### GOAL OF THE EXERCISE
Will you quote only the lines starting at the one that contains "Each instance of the mw" and ending with the last line of the listing below, inclusive?

★ ★ ★ ★ ★ ★ ★

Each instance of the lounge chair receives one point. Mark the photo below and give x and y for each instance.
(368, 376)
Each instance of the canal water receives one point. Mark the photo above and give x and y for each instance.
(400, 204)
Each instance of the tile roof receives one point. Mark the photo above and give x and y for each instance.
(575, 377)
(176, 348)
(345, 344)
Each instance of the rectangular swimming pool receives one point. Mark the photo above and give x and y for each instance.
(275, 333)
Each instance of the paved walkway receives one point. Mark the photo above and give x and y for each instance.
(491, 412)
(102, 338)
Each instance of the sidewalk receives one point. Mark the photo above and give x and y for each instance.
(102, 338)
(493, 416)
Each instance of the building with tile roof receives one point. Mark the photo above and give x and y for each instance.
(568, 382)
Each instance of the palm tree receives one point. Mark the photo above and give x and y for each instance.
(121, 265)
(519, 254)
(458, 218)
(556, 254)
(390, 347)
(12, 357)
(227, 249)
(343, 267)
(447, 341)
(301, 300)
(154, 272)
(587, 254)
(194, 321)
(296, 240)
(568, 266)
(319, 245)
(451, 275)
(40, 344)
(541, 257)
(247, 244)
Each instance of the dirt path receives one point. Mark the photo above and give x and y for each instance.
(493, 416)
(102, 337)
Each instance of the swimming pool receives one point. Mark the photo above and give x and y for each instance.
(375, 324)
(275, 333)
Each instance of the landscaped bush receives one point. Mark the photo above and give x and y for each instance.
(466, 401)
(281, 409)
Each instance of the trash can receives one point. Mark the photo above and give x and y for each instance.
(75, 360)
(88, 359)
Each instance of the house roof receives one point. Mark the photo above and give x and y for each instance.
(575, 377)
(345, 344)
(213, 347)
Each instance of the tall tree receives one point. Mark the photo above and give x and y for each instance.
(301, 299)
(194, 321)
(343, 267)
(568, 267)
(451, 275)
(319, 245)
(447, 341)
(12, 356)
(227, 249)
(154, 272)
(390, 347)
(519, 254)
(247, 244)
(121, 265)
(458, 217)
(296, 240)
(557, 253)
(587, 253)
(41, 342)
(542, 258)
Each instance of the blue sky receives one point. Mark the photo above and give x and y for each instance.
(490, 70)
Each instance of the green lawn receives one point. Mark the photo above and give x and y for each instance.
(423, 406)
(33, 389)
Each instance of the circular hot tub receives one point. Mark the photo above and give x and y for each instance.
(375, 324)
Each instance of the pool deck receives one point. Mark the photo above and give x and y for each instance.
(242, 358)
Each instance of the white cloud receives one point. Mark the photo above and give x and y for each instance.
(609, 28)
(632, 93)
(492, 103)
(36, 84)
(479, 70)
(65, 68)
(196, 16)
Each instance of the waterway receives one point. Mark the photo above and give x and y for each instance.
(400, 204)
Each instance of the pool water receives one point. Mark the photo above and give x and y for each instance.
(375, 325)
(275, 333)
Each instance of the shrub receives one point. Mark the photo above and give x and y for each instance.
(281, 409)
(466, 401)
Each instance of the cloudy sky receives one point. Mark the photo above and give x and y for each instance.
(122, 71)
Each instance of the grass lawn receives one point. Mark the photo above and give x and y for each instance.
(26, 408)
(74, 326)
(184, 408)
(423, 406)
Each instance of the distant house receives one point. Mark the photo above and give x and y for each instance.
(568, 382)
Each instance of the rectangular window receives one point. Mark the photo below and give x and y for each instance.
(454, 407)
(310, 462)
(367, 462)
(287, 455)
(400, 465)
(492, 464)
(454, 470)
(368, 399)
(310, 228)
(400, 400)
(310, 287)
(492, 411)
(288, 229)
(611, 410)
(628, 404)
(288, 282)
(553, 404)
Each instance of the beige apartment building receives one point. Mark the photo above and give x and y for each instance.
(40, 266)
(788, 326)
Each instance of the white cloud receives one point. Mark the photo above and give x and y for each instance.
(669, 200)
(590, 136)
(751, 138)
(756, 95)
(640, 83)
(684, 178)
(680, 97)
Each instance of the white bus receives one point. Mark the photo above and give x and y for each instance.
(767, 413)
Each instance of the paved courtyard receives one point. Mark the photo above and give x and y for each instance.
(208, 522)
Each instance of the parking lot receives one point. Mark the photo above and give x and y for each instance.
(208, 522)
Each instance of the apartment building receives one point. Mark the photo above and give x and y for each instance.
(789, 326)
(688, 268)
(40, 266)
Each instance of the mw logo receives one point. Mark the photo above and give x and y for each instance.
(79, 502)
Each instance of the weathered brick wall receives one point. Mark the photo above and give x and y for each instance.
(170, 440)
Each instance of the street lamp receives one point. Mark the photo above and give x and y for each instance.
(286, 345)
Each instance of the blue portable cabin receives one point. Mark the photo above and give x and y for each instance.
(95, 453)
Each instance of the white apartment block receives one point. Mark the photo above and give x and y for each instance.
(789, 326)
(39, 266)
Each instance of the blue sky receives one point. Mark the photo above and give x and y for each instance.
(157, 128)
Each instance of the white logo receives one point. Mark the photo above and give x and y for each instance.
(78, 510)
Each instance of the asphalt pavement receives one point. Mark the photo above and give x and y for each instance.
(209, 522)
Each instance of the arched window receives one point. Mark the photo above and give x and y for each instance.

★ ★ ★ ★ ★ ★ ★

### PROBLEM SOLUTION
Each instance of the mw logo receives one point. Mark the photo above and give x and y for each instance.
(79, 502)
Each instance of the weathered brick wall receives one point. Mark the photo above and give x and y for each instance.
(170, 440)
Each instance of the street lamp receives one point. Mark the photo above and give x and y for each instance.
(286, 345)
Each instance of the blue portable cabin receives one point. Mark the photo above and give x and y for each instance.
(95, 453)
Each instance of the white apartment block receives one point. Mark the photo above and give x and y for each instance.
(789, 326)
(39, 266)
Each instance of the blue sky receives one point. Mark the photo above and give x and y for each instance.
(157, 128)
Each instance of the white logo receives one point. Mark the photo above and give x and y for each instance.
(78, 510)
Each instance of the asphalt pavement receives one point. Mark the photo above and give x and y for each instance.
(209, 522)
Each instance of the arched window receives one point. Mark the photo above and give x and y for each instance.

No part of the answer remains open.